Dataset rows
::::::::::
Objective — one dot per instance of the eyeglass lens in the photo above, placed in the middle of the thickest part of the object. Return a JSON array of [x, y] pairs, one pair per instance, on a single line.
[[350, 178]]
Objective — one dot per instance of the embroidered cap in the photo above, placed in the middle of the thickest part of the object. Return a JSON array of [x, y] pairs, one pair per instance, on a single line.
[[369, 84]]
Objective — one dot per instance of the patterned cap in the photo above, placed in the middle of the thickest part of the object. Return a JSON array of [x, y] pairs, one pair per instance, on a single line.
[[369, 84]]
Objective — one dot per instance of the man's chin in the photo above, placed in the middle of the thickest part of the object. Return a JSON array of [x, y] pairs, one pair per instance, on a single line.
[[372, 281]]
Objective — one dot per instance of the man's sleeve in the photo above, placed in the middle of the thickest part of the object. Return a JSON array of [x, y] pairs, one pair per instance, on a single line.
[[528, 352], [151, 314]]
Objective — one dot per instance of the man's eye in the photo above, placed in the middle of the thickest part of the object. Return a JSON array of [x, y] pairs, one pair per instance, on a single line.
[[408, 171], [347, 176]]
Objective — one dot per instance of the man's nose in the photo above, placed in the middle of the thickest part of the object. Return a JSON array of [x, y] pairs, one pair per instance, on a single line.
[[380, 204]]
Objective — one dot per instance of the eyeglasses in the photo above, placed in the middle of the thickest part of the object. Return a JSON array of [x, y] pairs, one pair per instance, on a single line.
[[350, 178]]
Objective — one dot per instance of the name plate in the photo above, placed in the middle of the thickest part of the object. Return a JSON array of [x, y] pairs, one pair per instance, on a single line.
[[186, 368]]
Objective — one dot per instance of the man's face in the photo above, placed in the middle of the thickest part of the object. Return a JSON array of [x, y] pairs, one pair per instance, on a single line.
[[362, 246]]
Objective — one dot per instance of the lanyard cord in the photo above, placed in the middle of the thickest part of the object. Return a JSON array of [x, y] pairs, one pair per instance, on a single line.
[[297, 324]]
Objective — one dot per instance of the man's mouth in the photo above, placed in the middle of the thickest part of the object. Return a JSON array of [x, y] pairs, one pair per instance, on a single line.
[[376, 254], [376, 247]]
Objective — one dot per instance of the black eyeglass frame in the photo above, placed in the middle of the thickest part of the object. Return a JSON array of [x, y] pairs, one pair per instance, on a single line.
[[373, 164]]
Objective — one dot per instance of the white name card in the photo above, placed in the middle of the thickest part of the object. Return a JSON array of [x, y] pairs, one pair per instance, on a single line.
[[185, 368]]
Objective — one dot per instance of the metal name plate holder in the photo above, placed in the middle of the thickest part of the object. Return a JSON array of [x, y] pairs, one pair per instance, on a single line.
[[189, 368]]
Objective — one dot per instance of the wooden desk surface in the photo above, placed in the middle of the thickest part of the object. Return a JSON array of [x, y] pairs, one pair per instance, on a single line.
::::::::::
TASK REQUIREMENTS.
Render everything from the line containing "Objective — one dot per instance of the black" down to the end of the records as a JSON list of strings, one string per line, leaving out blank lines.

EXERCISE ANSWER.
[
  "Objective — one dot per instance of the black eyeglass frame in the photo above, placed in the middle of the thickest part of the object. Return a JSON array of [x, y] pairs, one pair per instance, on a single line.",
  "[[373, 164]]",
  "Objective — one dot per instance of the white name card in the photo above, placed in the middle of the thickest part of the object. Return a JSON array of [x, y] pairs, one pair per instance, on a single line.",
  "[[185, 368]]",
  "Objective — one dot per instance of the metal name plate holder in the photo above, placed in the middle of the thickest part of the object. Return a JSON array of [x, y] pairs, one pair per instance, on a single line.",
  "[[189, 368]]",
  "Objective — one dot per instance of the wooden desk surface in the photo above, placed in the middle of the thickest part of the object. Return a JSON array of [x, y] pairs, one pair per instance, on a single line."
]